Stated exercise |
Answer these from the CLX forum thread below:
(a) Which event did tschramm ride on the CLX a few weeks before posting?
(b) According to MERAKMAN, which team used the frame that year?
(c) What speed did mriddle reach on the CLX while descending?

Extract provided |
# Anyone own a CLX? Reviews and recommendations?



## DougInRaleigh (Apr 25, 2007)

Recently saw the CLX reviewed in magazines and on the web. It seems like a good all around bike at an affordable price for a recreational rider. Anyone own one of these? What are your thoughts?


----------



## tschramm (May 13, 2007)

I bought one last Spring and I love it! I built it up with Campy Chourus and a nice pair of Campy Zonda wheels. Unless you consider anything less than a Protour level bike to be recreational, I would consider this to be a very nice bike. I just rode the Six Gap Century in Northern Georgia a few weeks ago on it and the bike performed brilliantly both up and down the mountains.

My overall rating is that this is a fantastic frame. I would absolutely buy another if I were doing it over again.


----------



## MERAKMAN (Mar 6, 2008)

It is a Pro Tour level frame, it was used by Landbouwkrediet team this year.I reckon its made by Giant..Nice review below.


http://www.pezcyclingnews.com/?pg=fullstory&id=5941


----------



## mriddle (Nov 16, 2005)

*Buy it!*

I have a 2006 C-50 that is my everyday ride. I bought a CLX this spring and have been blown away by how similiar it is the the C-50. Although slightly heavier, the handling is 100% = to the C-50. The C-50 is more of a plush ride, better for 50+ miles. I have had the CLX up to 48 mph desending in the Colorado rockies and it was very stable. 

If you were standing next to both bikes, the detail of the CLX would almost be more impressive than the C-50. The mold is really impressive, the aero seatpost on the CLX is very cool. I think the paint/finish is actually a bit better than the C.However, it has those stupid "lawer lips" on the fork ( I filed mine off & probably voided the warranty).

Data supplied |
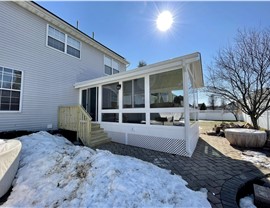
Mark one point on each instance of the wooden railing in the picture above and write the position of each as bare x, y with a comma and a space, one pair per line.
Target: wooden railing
75, 118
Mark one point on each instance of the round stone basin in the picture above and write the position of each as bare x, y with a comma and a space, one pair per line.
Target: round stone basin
245, 137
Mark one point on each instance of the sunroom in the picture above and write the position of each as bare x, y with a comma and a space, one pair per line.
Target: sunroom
154, 106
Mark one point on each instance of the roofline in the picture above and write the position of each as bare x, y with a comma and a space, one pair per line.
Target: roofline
170, 64
26, 4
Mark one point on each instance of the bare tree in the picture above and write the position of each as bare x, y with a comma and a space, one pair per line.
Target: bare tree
212, 100
142, 63
234, 109
241, 73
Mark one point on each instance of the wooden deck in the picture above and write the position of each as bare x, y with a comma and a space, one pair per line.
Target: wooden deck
75, 118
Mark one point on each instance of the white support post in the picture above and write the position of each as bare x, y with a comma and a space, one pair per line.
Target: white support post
268, 118
147, 99
120, 107
99, 102
186, 107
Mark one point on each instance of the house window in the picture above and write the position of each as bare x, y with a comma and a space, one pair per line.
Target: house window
110, 66
63, 42
133, 93
73, 47
10, 89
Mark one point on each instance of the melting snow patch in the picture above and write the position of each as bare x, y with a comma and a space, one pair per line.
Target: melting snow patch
257, 158
247, 202
55, 173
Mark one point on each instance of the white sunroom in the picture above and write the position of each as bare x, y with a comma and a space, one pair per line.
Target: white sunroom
154, 106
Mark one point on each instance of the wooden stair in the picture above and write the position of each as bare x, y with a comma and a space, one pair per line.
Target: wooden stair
75, 118
98, 136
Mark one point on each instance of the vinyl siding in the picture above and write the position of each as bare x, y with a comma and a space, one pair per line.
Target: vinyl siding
48, 74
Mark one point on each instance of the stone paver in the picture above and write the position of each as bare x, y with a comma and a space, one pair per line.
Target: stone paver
214, 165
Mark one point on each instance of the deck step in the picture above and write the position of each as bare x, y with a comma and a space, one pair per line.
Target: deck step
103, 140
97, 131
95, 126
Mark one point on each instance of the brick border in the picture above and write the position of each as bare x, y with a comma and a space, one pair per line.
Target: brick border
231, 187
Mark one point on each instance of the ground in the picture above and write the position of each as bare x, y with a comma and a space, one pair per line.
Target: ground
214, 165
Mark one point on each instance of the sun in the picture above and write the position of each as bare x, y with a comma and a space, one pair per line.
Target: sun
164, 21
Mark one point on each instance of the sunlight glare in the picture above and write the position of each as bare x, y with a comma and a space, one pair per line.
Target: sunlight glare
164, 21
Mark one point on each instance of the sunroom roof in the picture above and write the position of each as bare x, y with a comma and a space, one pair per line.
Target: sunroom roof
193, 59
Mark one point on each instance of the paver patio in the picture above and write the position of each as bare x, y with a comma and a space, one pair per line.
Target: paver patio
214, 165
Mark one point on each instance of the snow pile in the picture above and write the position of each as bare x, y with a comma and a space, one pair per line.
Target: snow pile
257, 158
247, 202
53, 172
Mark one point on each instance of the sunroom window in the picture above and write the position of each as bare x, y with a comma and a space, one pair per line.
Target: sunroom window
133, 93
10, 89
110, 96
166, 89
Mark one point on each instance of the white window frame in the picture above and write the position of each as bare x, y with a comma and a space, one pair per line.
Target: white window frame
21, 91
113, 64
66, 42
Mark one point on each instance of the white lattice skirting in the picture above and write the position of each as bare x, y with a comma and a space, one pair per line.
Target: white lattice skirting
169, 145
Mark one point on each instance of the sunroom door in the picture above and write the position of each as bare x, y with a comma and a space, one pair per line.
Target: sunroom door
90, 102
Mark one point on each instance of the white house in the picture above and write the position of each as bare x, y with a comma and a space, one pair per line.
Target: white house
41, 58
46, 63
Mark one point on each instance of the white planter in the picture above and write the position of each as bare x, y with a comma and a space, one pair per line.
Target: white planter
245, 137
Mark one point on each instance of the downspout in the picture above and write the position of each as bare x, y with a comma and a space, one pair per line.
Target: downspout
186, 107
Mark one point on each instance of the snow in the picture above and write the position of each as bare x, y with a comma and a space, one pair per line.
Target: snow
55, 173
247, 202
257, 158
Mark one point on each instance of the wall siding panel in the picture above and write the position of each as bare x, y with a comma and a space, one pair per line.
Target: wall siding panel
48, 74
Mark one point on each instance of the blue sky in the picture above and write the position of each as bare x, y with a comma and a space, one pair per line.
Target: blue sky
129, 28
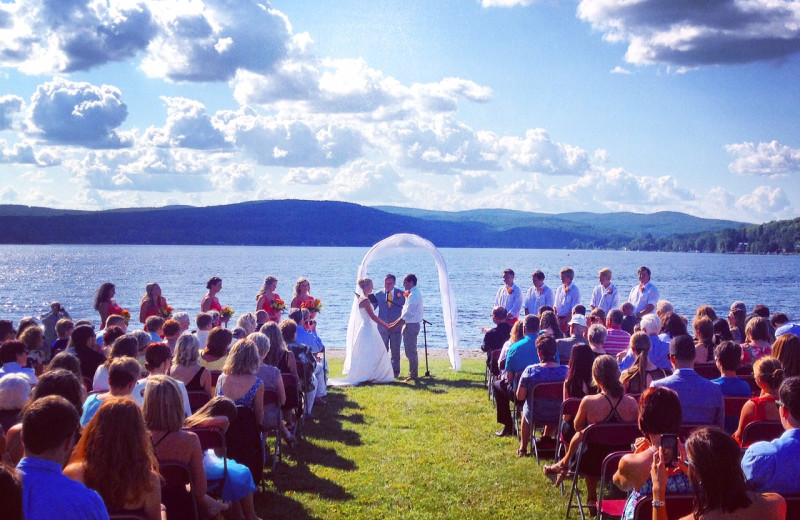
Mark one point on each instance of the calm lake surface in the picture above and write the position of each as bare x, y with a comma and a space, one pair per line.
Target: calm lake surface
33, 276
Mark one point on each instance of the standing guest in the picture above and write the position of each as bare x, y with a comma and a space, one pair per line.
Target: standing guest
495, 338
577, 331
605, 295
567, 296
85, 348
63, 330
769, 376
728, 356
186, 366
539, 295
629, 319
757, 342
49, 321
216, 350
617, 340
49, 427
268, 301
302, 293
774, 466
14, 357
509, 296
153, 304
117, 438
644, 296
390, 303
105, 304
701, 400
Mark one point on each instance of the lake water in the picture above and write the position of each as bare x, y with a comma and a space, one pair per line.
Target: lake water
32, 276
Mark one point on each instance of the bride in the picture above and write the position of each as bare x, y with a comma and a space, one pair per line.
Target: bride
369, 360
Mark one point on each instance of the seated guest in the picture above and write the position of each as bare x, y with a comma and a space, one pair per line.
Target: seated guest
643, 371
787, 349
769, 376
577, 332
701, 400
719, 487
610, 405
728, 355
49, 426
117, 433
495, 338
216, 348
546, 371
186, 365
123, 372
774, 466
659, 414
703, 340
14, 357
521, 355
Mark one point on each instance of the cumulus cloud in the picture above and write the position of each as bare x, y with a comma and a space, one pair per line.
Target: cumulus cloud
686, 33
770, 158
63, 111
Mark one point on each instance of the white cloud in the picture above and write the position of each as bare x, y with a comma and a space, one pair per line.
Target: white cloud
687, 34
770, 158
62, 111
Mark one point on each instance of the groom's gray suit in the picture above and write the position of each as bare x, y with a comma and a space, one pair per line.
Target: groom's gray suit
389, 311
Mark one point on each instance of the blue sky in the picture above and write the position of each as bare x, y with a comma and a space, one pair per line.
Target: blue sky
594, 105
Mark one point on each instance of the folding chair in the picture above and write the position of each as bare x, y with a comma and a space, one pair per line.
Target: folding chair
677, 506
733, 410
180, 503
197, 399
605, 438
546, 402
273, 420
761, 431
612, 505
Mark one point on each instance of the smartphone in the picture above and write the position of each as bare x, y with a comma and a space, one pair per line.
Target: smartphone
669, 445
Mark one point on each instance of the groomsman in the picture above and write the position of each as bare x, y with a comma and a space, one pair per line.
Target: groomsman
390, 306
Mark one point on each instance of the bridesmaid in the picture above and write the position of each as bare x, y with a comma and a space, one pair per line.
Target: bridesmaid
105, 304
266, 297
152, 302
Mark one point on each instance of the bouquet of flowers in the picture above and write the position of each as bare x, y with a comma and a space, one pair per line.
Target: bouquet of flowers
313, 306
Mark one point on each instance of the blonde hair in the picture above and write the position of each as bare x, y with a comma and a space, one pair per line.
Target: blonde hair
242, 359
163, 404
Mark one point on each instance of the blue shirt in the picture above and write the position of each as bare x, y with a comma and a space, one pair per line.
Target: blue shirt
47, 493
701, 400
774, 466
733, 386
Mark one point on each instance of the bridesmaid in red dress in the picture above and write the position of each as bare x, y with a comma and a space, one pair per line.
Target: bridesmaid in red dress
104, 303
302, 290
266, 297
152, 302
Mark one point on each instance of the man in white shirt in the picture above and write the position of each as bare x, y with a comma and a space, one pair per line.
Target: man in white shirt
509, 297
539, 295
644, 296
411, 317
605, 295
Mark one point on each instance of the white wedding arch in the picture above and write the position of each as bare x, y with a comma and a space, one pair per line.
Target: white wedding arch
396, 245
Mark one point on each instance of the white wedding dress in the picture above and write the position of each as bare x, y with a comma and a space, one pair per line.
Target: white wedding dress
369, 361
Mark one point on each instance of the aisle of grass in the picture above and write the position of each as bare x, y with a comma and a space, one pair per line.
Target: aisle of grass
412, 451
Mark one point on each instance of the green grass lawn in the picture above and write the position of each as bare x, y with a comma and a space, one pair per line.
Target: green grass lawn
424, 450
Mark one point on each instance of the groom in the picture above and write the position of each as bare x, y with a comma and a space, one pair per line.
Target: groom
411, 317
390, 305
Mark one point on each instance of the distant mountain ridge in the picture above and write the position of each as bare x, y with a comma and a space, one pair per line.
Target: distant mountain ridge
331, 223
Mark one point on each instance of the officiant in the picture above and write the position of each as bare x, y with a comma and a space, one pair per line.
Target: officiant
389, 303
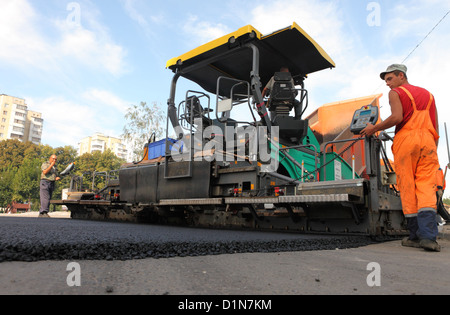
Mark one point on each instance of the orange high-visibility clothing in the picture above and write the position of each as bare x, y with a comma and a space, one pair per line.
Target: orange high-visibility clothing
440, 180
416, 161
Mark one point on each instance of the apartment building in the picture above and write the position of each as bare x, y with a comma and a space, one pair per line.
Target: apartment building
100, 142
17, 122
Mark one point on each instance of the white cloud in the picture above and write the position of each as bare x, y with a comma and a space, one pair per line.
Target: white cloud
201, 32
67, 121
25, 42
106, 99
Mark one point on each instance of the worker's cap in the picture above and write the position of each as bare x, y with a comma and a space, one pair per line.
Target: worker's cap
393, 68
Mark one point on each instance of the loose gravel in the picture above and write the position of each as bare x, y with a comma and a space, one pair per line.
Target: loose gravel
38, 239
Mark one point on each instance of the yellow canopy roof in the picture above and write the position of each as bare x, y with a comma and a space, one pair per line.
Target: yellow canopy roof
228, 56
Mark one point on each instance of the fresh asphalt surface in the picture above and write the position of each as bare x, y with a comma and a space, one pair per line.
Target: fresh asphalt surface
120, 258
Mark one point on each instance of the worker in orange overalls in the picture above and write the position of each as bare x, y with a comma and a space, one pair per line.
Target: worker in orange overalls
416, 139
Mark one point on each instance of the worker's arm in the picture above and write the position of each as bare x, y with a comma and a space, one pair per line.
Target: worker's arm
393, 120
437, 128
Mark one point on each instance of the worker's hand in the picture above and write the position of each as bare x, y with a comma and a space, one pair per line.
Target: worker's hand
368, 131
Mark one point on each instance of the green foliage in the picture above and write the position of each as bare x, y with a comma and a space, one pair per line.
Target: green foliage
142, 121
20, 169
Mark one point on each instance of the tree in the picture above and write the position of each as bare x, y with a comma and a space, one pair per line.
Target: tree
141, 122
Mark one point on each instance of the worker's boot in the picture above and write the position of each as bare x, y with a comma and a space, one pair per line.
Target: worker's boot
430, 245
411, 243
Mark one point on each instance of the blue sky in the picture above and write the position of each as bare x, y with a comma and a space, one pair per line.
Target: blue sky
82, 63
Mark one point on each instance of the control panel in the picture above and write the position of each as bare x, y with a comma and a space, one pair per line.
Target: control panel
362, 117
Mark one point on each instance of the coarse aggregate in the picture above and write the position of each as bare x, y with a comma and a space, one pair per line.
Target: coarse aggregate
39, 239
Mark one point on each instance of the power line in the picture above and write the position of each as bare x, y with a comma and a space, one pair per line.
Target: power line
418, 45
426, 36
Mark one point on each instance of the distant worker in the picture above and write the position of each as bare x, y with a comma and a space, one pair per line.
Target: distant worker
269, 88
49, 176
414, 113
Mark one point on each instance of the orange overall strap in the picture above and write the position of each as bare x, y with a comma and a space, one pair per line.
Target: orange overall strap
414, 102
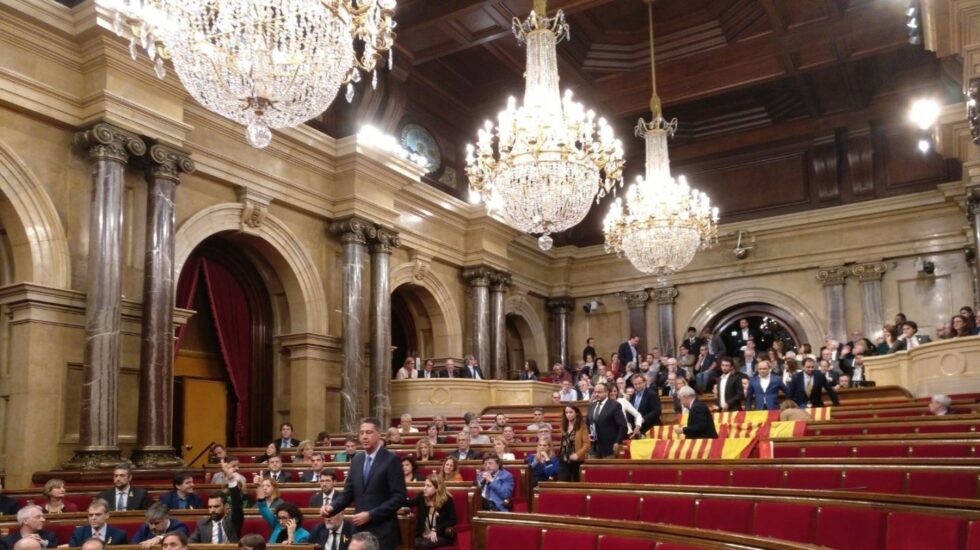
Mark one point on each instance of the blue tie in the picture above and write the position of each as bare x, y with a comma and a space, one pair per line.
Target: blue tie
367, 467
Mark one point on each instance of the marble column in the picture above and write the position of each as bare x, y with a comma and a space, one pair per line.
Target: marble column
154, 446
636, 302
499, 282
873, 309
109, 148
479, 280
380, 248
832, 279
664, 297
560, 308
354, 234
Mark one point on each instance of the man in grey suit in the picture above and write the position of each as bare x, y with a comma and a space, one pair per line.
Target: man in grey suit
376, 486
219, 527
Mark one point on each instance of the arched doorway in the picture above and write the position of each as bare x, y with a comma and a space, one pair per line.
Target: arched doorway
225, 352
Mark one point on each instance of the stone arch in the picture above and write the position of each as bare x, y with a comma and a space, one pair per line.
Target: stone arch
279, 248
38, 240
533, 333
439, 305
802, 313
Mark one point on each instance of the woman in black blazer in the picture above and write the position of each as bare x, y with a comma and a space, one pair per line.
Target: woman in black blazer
435, 520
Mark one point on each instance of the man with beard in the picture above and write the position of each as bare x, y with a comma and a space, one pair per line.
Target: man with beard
219, 527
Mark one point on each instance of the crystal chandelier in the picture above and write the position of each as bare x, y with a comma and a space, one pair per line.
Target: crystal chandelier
262, 63
664, 222
546, 160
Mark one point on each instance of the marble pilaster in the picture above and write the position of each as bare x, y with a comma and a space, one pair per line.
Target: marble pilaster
154, 447
664, 297
832, 279
109, 149
354, 233
380, 247
479, 280
499, 283
560, 308
873, 309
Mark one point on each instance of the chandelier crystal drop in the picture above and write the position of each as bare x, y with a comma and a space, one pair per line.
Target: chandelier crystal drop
543, 164
262, 63
664, 222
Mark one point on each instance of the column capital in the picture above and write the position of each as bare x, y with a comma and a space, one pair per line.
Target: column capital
830, 276
635, 299
869, 272
353, 230
478, 276
106, 142
560, 305
384, 240
167, 163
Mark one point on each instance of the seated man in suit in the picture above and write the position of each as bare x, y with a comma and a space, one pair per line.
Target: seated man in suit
334, 533
764, 389
98, 527
220, 527
496, 484
182, 497
30, 521
124, 496
158, 523
327, 492
700, 424
806, 387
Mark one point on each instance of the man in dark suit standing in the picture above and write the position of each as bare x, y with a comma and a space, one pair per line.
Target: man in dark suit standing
472, 370
629, 351
806, 386
647, 402
700, 425
607, 425
219, 527
376, 486
98, 527
125, 496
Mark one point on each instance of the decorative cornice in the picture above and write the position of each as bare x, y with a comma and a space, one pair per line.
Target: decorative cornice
664, 295
353, 230
830, 276
869, 272
635, 299
107, 142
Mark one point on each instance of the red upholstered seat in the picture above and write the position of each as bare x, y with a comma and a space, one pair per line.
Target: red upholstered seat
561, 504
713, 478
625, 507
734, 516
672, 510
620, 543
752, 477
909, 531
655, 476
943, 484
825, 479
569, 540
780, 520
874, 481
507, 537
833, 529
605, 475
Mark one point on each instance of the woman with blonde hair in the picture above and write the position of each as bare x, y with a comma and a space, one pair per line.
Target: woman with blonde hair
435, 521
54, 494
450, 469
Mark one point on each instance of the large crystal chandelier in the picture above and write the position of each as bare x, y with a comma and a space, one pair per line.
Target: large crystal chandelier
262, 63
546, 160
664, 222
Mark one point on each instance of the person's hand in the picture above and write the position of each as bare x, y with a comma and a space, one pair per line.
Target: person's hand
360, 518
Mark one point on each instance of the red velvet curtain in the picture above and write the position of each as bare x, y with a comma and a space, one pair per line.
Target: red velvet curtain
233, 323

Result for this task |
(a) The Six Gap Century in Northern Georgia.
(b) The Landbouwkrediet team.
(c) 48 mph.